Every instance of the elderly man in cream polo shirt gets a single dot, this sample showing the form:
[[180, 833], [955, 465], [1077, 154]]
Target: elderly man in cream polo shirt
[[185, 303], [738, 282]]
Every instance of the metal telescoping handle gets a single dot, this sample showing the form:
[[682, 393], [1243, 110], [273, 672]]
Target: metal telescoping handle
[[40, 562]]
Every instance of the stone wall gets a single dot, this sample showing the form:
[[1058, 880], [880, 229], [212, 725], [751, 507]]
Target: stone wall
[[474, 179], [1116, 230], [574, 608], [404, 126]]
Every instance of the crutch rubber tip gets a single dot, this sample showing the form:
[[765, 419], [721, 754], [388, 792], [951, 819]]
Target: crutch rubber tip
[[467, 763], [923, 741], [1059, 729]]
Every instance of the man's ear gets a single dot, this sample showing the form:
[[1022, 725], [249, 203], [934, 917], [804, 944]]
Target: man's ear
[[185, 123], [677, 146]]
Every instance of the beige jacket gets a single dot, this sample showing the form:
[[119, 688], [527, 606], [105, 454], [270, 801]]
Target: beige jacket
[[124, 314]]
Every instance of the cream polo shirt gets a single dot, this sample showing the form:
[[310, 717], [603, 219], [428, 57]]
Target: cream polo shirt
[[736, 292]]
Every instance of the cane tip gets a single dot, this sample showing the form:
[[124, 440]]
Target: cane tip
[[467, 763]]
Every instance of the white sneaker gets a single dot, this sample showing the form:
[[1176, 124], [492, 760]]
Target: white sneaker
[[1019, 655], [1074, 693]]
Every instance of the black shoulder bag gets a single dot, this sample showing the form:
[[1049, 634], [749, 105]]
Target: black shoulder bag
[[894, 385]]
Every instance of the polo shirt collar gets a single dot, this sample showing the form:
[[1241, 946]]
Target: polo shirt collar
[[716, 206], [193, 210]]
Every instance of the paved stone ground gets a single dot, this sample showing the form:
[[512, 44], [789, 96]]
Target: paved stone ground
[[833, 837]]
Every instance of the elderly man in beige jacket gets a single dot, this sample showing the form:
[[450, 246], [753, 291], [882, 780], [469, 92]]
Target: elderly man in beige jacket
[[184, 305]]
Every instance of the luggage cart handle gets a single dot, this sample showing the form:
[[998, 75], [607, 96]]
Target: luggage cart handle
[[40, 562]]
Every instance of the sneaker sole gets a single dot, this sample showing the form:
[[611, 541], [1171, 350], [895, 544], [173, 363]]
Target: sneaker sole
☆ ☆ ☆ ☆ ☆
**Problem to solve:**
Looking at the records, report the number of lines that hold the string "sole", with no other text.

**Result of this exercise:**
2